**Problem:** A word-for-word restatement of every record is required.

**Data records:**

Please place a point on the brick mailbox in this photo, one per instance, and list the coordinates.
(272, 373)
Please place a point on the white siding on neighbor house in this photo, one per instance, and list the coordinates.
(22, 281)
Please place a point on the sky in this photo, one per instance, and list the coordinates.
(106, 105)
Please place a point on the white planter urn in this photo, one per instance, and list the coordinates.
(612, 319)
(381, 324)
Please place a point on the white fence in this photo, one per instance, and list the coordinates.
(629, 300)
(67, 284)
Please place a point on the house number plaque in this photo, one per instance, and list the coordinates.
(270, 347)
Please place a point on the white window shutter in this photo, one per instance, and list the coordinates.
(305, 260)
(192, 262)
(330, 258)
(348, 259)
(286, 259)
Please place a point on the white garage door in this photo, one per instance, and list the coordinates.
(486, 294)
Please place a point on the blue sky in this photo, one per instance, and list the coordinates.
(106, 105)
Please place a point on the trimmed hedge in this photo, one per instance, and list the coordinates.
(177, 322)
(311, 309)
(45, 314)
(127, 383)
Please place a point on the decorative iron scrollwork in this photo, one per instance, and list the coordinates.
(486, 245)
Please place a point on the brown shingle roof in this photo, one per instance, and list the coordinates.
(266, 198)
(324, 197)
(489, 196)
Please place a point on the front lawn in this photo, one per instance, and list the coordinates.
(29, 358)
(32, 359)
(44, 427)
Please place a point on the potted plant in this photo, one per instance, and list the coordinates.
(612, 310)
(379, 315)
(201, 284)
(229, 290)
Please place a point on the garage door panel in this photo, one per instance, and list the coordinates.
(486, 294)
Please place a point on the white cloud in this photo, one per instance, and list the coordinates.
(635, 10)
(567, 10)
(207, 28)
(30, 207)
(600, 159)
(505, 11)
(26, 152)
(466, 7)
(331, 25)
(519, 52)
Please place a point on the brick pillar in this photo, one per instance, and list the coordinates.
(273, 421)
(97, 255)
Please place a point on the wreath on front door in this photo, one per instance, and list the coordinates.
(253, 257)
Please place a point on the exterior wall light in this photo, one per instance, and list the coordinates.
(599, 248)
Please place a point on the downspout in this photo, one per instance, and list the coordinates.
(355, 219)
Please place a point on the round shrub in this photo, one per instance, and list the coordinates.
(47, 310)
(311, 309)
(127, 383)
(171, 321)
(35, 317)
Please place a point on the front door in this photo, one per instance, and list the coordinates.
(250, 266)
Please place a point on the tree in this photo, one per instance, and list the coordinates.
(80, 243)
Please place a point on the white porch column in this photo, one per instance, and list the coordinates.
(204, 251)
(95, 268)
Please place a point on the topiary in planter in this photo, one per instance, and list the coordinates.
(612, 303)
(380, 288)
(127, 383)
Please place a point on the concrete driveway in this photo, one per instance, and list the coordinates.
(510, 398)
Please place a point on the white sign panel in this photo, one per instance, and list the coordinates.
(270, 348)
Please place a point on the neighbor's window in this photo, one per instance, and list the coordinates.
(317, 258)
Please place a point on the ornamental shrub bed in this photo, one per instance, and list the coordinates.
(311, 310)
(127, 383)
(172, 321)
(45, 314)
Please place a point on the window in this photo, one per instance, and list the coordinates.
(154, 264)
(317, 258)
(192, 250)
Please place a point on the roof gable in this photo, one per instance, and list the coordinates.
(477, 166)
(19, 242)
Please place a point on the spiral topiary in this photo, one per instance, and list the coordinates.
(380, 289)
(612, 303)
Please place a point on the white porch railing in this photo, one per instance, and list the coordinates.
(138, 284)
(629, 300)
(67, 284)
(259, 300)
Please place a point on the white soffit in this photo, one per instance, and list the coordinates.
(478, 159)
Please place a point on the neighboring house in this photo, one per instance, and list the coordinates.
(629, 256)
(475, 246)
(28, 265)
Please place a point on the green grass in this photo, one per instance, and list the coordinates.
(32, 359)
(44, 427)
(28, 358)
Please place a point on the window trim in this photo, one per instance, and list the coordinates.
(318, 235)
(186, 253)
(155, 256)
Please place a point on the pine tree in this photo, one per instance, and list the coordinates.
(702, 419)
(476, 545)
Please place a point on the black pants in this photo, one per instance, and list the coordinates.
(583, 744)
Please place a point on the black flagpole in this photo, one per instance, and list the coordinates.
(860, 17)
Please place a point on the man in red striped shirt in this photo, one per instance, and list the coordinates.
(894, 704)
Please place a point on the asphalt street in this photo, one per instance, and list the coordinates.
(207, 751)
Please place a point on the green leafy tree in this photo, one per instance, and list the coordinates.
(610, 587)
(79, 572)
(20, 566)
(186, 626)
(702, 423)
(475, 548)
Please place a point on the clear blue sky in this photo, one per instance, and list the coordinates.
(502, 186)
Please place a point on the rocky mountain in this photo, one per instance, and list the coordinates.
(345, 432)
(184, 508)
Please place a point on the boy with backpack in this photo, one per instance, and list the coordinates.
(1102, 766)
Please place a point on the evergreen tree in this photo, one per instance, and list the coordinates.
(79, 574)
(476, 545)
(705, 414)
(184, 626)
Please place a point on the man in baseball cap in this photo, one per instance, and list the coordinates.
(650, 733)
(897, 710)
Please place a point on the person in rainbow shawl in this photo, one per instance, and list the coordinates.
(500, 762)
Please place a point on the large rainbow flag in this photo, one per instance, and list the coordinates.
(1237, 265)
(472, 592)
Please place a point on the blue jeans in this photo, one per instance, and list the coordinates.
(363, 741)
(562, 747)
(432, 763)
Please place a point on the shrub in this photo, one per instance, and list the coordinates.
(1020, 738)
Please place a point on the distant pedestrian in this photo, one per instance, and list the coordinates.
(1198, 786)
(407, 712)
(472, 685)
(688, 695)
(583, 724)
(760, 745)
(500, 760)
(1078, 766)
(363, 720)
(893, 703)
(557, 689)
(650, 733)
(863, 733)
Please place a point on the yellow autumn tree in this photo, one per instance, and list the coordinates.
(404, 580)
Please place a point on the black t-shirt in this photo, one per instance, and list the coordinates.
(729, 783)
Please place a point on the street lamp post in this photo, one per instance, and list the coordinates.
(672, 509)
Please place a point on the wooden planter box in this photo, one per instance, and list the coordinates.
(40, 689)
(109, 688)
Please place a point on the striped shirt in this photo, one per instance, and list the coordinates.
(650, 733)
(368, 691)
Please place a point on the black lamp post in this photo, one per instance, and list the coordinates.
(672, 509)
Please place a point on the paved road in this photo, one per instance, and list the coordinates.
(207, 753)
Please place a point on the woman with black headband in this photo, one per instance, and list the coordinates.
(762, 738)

**Result below:**
Please place a point on the brick mailbox in this photo, one per instance, and list the coordinates.
(272, 373)
Please place a point on the white siding on neighbor house in this photo, one per instance, and list the coordinates.
(22, 281)
Please place a point on the sky in this photo, one per instance, and list the coordinates.
(106, 105)
Please place a point on the white planter urn in this photo, one per instance, and list the coordinates.
(612, 319)
(381, 324)
Please place a point on the white fence in this photo, one per instance, and list the coordinates.
(629, 300)
(67, 284)
Please place a point on the house number plaque in this photo, one per instance, and list the coordinates.
(270, 347)
Please place a point on the white window shutter in this photo, one per instance, and list the coordinates.
(305, 260)
(192, 262)
(330, 258)
(348, 259)
(286, 259)
Please place a point on the white garage door in this photo, one per instance, and list the coordinates.
(486, 294)
Please place a point on the blue sky in this photo, one per instance, and list the coordinates.
(106, 105)
Please place a point on the trimmed hedge in this photo, one per instance, and list the coordinates.
(177, 322)
(311, 309)
(45, 314)
(127, 383)
Please place a point on the decorative iron scrollwork in this photo, one per instance, and list the coordinates.
(486, 245)
Please place a point on the brown shingle roof in this photo, one per instance, and list the coordinates.
(266, 198)
(324, 197)
(489, 196)
Please place a point on the front lawn in this photo, one per instance, and list the coordinates.
(29, 358)
(32, 359)
(44, 427)
Please place a point on the potted plant in this photo, one per instance, and list the coordinates.
(612, 310)
(379, 315)
(201, 284)
(229, 290)
Please place a point on the garage door panel in this photo, one per instance, and list the coordinates.
(486, 294)
Please place a point on the white cloud in this photo, one per instance, and list the coordinates.
(635, 10)
(567, 10)
(207, 28)
(30, 207)
(600, 159)
(505, 11)
(26, 152)
(466, 7)
(331, 25)
(519, 52)
Please place a point on the brick pillar in this photo, one per instance, and list the coordinates.
(273, 421)
(97, 255)
Please place a point on the wreath on front door in this photo, one per instance, and list the coordinates.
(253, 257)
Please place a point on the exterior wall light in this photo, one per instance, and list the coordinates.
(599, 248)
Please place a point on the downspout in this photo, one per instance, and list the coordinates.
(355, 219)
Please place a point on the round shrub in this photo, one per instance, and list the coordinates.
(47, 310)
(311, 309)
(127, 383)
(171, 321)
(35, 317)
Please place a point on the front door in this photo, one per instance, and list the coordinates.
(250, 266)
Please place a point on the tree in this photo, one per instance, and list the coordinates.
(80, 243)
Please place a point on the white porch column in this photo, one per instance, and list the coordinates.
(204, 251)
(95, 268)
Please place a point on the topiary in planter in this photo, one per instance, and list the coordinates.
(612, 303)
(380, 288)
(127, 383)
Please place a point on the concrete driveway in this photo, one per instance, and list the coordinates.
(510, 398)
Please place a point on the white sign panel in this photo, one per instance, and list the coordinates.
(270, 348)
Please place a point on the neighbor's window in this photo, one per instance, and list the coordinates.
(317, 258)
Please place a point on the ornamental shrub bed in this photo, one per instance, and list the coordinates.
(311, 310)
(127, 383)
(172, 321)
(45, 314)
Please place a point on the window in this photo, one per instance, and list the coordinates.
(154, 264)
(317, 258)
(192, 250)
Please place a point on the roof gable in this photo, one per instance, and list the coordinates.
(477, 166)
(19, 242)
Please place a point on the spiral topiary in this photo, one per instance, and list the coordinates.
(380, 289)
(612, 303)
Please place a point on the white porch railing in this photo, one per instance, and list the coordinates.
(138, 284)
(629, 300)
(67, 284)
(259, 300)
Please place a point on the white soffit in this photo, one per instance, and list the coordinates.
(478, 159)
Please place a point on the neighboring house in this photo, one per instance, and list the coordinates.
(629, 256)
(475, 246)
(28, 265)
Please place a point on the green grass in this photo, one per instance, and list the coordinates.
(32, 359)
(44, 427)
(28, 358)
Please place a point on the window trim in this photo, one per instance, and list the coordinates.
(318, 235)
(186, 253)
(155, 256)
Please place a point on the pine tree in this photo, one per instance, and list the coordinates.
(702, 419)
(476, 545)
Please place a point on the black pants in this photo, one per instance, and list the coordinates.
(583, 744)
Please place a point on the black flagpole in this photo, one per instance, and list the coordinates.
(860, 17)
Please place a point on the man in red striped shirt in this photo, one per instance, and list the coordinates.
(894, 704)
Please place a point on the asphalt street in this photo, one per instance, and list the coordinates.
(207, 751)
Please place a point on the green leafy tree in this photo, one per instance, and list the coordinates.
(610, 587)
(79, 572)
(20, 566)
(186, 626)
(702, 423)
(475, 548)
Please place a point on the clear blue sky in this photo, one per instance, and list the coordinates.
(502, 186)
Please place a point on the rocky mountain in this photo, one per instance, and list the coordinates.
(345, 432)
(184, 508)
Please place a point on the boy with backpack in this photo, one per instance, and list the coordinates.
(1102, 766)
Please place a point on the evergreen tree in this photo, one per instance, and list the coordinates.
(79, 574)
(476, 545)
(705, 414)
(184, 626)
Please place a point on the man in baseball cap in this photo, one per instance, and list the coordinates.
(650, 733)
(897, 710)
Please place a point on the person in rainbow shawl in this photo, one per instance, and list the coordinates.
(500, 762)
Please place a point on the large rainbow flag in this photo, one per instance, and list the coordinates.
(1237, 265)
(472, 592)
Please place a point on the blue jeans in this photo, one per instance, and list the coordinates.
(363, 741)
(562, 747)
(432, 763)
Please place a point on the shrub in this photo, one per instance, and list the coordinates.
(1020, 738)
Please place a point on the distant pedestrian in this photo, one per instance, and list the coordinates.
(1198, 786)
(407, 712)
(472, 685)
(688, 695)
(583, 724)
(760, 745)
(500, 760)
(1078, 766)
(363, 720)
(893, 703)
(557, 689)
(650, 733)
(863, 733)
Please place a point on the yellow autumn tree in this photo, one per instance, and list the coordinates.
(404, 580)
Please place a point on the black t-shirt in this photo, one per instance, and list the coordinates.
(729, 783)
Please place a point on the street lamp post in this photo, one per instance, and list the coordinates.
(672, 509)
Please place a point on the wooden planter box in this photo, one per instance, and list the coordinates.
(40, 689)
(109, 688)
Please place a point on the striped shirt in this photo, one per instance, and list the coordinates.
(650, 733)
(368, 691)
Please place a point on the black lamp post in this photo, one per instance, and list the coordinates.
(672, 509)
Please place a point on the paved road in this photo, one per instance, and list the coordinates.
(207, 753)
Please place a point on the woman with black headband in this photo, one per instance, and list the coordinates.
(762, 738)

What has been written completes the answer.